### Supplied records
+===+
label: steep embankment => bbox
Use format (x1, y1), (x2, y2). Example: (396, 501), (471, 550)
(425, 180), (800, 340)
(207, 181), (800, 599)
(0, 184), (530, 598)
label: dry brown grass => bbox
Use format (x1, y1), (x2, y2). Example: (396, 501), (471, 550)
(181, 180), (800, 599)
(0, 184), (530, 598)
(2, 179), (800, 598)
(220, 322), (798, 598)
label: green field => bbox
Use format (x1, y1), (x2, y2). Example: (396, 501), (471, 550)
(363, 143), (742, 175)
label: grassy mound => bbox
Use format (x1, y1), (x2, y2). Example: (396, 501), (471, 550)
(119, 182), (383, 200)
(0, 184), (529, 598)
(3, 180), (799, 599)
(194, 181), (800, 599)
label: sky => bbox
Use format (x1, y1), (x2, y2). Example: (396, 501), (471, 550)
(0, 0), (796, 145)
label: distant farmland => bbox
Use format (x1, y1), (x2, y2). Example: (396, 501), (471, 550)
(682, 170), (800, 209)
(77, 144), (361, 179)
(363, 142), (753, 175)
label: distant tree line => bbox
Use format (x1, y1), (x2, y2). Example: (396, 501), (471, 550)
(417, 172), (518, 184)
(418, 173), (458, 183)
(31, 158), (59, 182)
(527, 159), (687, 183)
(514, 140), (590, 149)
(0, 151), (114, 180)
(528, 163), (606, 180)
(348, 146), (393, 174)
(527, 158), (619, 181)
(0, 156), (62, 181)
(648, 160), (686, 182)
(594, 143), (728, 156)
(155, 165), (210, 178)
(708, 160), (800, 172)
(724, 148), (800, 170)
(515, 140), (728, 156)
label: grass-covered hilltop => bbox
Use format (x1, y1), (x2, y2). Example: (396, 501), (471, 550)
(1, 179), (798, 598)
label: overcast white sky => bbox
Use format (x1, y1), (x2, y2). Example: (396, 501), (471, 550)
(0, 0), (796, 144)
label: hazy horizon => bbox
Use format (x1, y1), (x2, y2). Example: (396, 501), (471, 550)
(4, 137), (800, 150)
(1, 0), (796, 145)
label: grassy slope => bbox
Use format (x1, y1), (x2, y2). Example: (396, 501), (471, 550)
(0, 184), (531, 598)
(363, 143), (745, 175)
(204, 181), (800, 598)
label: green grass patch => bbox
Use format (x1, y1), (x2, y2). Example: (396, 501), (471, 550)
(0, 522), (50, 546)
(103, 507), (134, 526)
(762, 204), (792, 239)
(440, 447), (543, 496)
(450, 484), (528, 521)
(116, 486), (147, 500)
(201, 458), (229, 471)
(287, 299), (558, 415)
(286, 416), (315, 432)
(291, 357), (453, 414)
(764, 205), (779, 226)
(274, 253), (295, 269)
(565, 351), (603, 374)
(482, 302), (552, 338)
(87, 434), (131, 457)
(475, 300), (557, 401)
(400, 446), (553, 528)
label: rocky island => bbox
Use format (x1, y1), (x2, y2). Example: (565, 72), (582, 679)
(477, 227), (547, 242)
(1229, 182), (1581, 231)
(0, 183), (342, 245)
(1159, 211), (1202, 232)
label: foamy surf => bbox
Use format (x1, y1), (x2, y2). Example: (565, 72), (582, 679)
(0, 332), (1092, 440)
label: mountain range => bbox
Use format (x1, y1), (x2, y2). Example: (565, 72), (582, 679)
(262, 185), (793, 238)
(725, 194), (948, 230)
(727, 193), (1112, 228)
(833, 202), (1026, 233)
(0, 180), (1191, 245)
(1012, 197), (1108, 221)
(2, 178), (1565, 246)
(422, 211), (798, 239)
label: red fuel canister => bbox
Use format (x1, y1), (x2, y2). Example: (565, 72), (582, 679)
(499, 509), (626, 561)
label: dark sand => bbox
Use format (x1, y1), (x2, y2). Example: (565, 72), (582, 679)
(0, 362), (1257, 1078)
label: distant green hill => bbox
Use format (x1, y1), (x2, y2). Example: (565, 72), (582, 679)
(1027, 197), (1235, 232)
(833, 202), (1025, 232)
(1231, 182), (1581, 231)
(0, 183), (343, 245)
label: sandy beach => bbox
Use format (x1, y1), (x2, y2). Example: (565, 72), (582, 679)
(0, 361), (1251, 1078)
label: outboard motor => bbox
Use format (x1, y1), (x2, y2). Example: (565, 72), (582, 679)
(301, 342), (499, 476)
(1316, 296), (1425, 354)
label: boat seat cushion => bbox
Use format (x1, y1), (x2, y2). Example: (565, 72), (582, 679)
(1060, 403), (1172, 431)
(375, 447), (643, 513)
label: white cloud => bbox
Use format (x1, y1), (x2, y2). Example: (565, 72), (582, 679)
+===+
### Task goal
Your job here is to copy the entries above exactly.

### Finished task
label: steep embankment => bbox
Use format (x1, y1), (x2, y2). Example: (396, 501), (471, 550)
(425, 180), (800, 340)
(207, 181), (800, 599)
(0, 184), (530, 598)
label: dry brown grass => bbox
Use format (x1, y1), (x2, y2). Example: (396, 501), (471, 550)
(181, 180), (800, 599)
(0, 184), (530, 598)
(2, 179), (800, 598)
(220, 322), (798, 598)
label: green field => bbox
Use format (x1, y1), (x2, y2). Example: (396, 501), (471, 550)
(363, 143), (742, 175)
label: grassy mound => bbox
Use format (x1, y1), (x2, y2). Example: (396, 501), (471, 550)
(119, 182), (383, 200)
(0, 184), (529, 598)
(3, 180), (799, 599)
(194, 181), (800, 599)
label: sky => bbox
Use format (x1, y1), (x2, y2). Example: (396, 501), (471, 550)
(0, 0), (796, 145)
label: distant farmland => bbox
Use format (x1, y1), (x2, y2). Example: (396, 501), (471, 550)
(682, 170), (800, 209)
(77, 144), (361, 179)
(363, 142), (753, 175)
label: distant tree line => bbox
Use format (x1, y1), (x2, y2). Example: (396, 501), (471, 550)
(417, 172), (518, 184)
(418, 173), (458, 183)
(31, 158), (59, 182)
(527, 159), (687, 183)
(514, 140), (590, 149)
(0, 151), (114, 180)
(528, 163), (606, 180)
(348, 146), (393, 174)
(527, 158), (619, 181)
(0, 156), (62, 181)
(648, 160), (686, 182)
(594, 143), (728, 156)
(155, 165), (210, 178)
(708, 160), (800, 172)
(724, 148), (800, 170)
(515, 140), (728, 156)
label: grass-covered hilltop => bbox
Use format (x1, y1), (x2, y2). Example: (396, 501), (471, 550)
(1, 179), (798, 598)
label: overcast white sky => bbox
Use format (x1, y1), (x2, y2). Example: (396, 501), (471, 550)
(0, 0), (796, 144)
label: hazy horizon => bbox
Use format (x1, y1), (x2, y2). Example: (396, 501), (471, 550)
(4, 137), (800, 150)
(1, 0), (796, 145)
label: grassy slope => bbox
Use format (x1, y1), (x2, y2). Example: (396, 501), (471, 550)
(0, 184), (531, 598)
(363, 143), (745, 175)
(204, 181), (800, 598)
label: green grass patch => bbox
Use format (x1, y1), (x2, y2). Example: (396, 501), (471, 550)
(0, 522), (50, 546)
(103, 507), (134, 526)
(762, 204), (792, 239)
(440, 447), (543, 496)
(450, 484), (528, 521)
(116, 486), (147, 500)
(201, 458), (229, 471)
(287, 299), (558, 415)
(286, 416), (315, 432)
(291, 357), (453, 414)
(764, 205), (779, 226)
(274, 253), (295, 269)
(565, 351), (603, 374)
(482, 302), (552, 338)
(87, 434), (131, 457)
(475, 300), (557, 401)
(400, 446), (553, 528)
label: rocky island => bbox
Use format (x1, y1), (x2, y2). Example: (565, 72), (582, 679)
(477, 227), (547, 242)
(1229, 182), (1581, 231)
(0, 183), (342, 245)
(1159, 211), (1202, 232)
label: foamy surf => bbox
Use format (x1, y1), (x2, y2). Example: (565, 72), (582, 679)
(0, 332), (1092, 440)
label: mountain range => bbox
Use format (x1, y1), (x2, y2). Example: (565, 72), (582, 679)
(262, 185), (793, 238)
(725, 194), (948, 230)
(727, 193), (1112, 228)
(833, 202), (1026, 233)
(0, 180), (1191, 245)
(1012, 197), (1108, 221)
(2, 178), (1565, 246)
(422, 211), (798, 239)
label: red fuel canister => bbox
Use format (x1, y1), (x2, y2). Example: (565, 72), (582, 679)
(499, 509), (626, 561)
label: dark sand => bbox
Use format (x1, y1), (x2, y2). Example: (565, 72), (582, 679)
(0, 362), (1257, 1078)
label: distant green hill => bbox
Use format (x1, y1), (x2, y2). Example: (565, 72), (582, 679)
(1027, 197), (1235, 232)
(833, 202), (1025, 232)
(1231, 182), (1581, 231)
(0, 183), (343, 245)
label: sandy beach => bbox
Use format (x1, y1), (x2, y2). Example: (565, 72), (582, 679)
(0, 361), (1251, 1078)
label: outboard motor => bbox
Use format (x1, y1), (x2, y2). Example: (565, 72), (582, 679)
(301, 342), (499, 476)
(1316, 296), (1425, 354)
label: boat seat cushion => bbox
Use format (x1, y1), (x2, y2). Example: (565, 72), (582, 679)
(1060, 403), (1172, 431)
(375, 447), (643, 513)
label: white cloud => bbox
Use format (x1, y1), (x2, y2). Example: (565, 72), (582, 679)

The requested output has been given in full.